#### SÉRIE DE TÂCHES:
(1) D'après le texte sur John Bale, dans quelles universités a-t-il enseigné, et pendant quelles périodes ?
(2) Modifiez le passage du texte sur John Bale qui va de "When I started" jusqu'à "classes more interesting." en remplaçant "geography" par "history".
(3) Poursuivez le texte sur John Bale après sa dernière phrase, s'il vous plaît.

#### TEXTE À LIRE:

►

Un géographe pragmatique

Depuis la fin des années 70, le géographe anglais s’était intéressé au sport dans un but très pragmatique comme Bale l’explique dans l’introduction de l’ouvrage :

When I started studying sport I tented to use it to teach geography. I found that allusion to sport, a pervasive feature of modern society, helped motivate my students and make my geography classes more interesting.

Enseignant dans un cursus de sciences de l’éducation, il pratiquait ce que nombre d’entre nous avons utilisé dans nos propres enseignements pour augmenter la palette des applications et, il est vrai, se faire aussi plaisir. Passionné de sport et de course à pied, John Bale se rendait compte du formidable potentiel qu’était une culture sportive partagée par bon nombre d’étudiants afin de transmettre les fondamentaux de la discipline. Ou comment une culture populaire raillée par un certain élitisme méprisant, pouvait aider dans la compréhension des enjeux contemporains, vaste programme auquel toutes les disciplines des sciences humaines étaient à l’époque confrontées. Cette utilisation pédagogique n’était certainement pas étrangère au fait que John Bale enseigna dans un département de sciences de l’éducation, de l’université de Greenwich (1972-1978) puis de Keele (1979-2005) après avoir professé dans le secondaire.

◄

#### DONNÉES:

►

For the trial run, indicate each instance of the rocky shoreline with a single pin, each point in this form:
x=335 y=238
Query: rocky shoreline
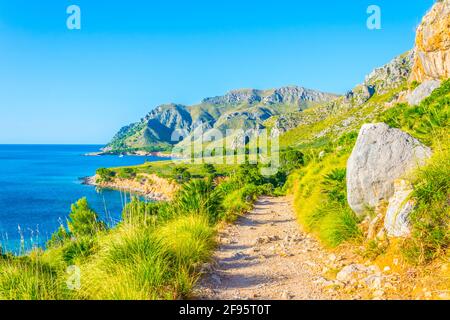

◄

#### RÉPONSES DANS L'ORDRE:
(1) À l'université de Greenwich (1972-1978), puis à celle de Keele (1979-2005).

(2)
When I started studying sport I tented to use it to teach history. I found that allusion to sport, a pervasive feature of modern society, helped motivate my students and make my history classes more interesting.

(3)
Ces expériences l’ont poussé à la rédaction d’un premier ouvrage en 1982 (Sport and place: a geography of sports in England, Scotland and Wales) dans lequel il utilisait la cartographie pour placer le sport, et le football en particulier, sur des cartes qui visualisaient des interrogations. Il montrait que la pratique sportive variait régionalement, que les clubs professionnels de football s’étaient diffusés progressivement à l’ensemble du pays à partir du nord-industriel, que toute une géographie transparaissait à partir de cartes et que les explications proposées ne restaient pour l’instant que des hypothèses à susciter des recherches. Mathieu et Praicheux reprirent en 1989 ce principe d’une manière systématique à l’échelle de la France, suscitant chez leurs lecteurs de multiples ouvertures et interrogations pour comprendre toutes ces cartes originales.

En 1989, John Bale synthétisa son travail de plus d’une décennie dans Sports Geography, ouvrage qui sera réédité et augmenté en 2003 suite au succès et à l’évolution significative du champ disciplinaire. Le football n’en est pas le principal objet mais il est toujours sous-jacent comme une matrice de la réflexion agrémentée de nombreux exemples. Bale montra qu’au-delà des différents sports, l’analyse géographique pouvait être globale car armée de concepts forts et originaux.

Légitimer l’analyse géographique

Sports Geography est une référence car l’ouvrage s’engage sur une terre bien méconnue. Outre que la géographie reste à l’époque en retard dans son appréhension du sport, la discipline est mal connue, source de mésentente et d’indifférence. John Bale entend démontrer que cette problématique fondée sur la localisation est légitime et, en retour, offre un nouveau terrain de jeu.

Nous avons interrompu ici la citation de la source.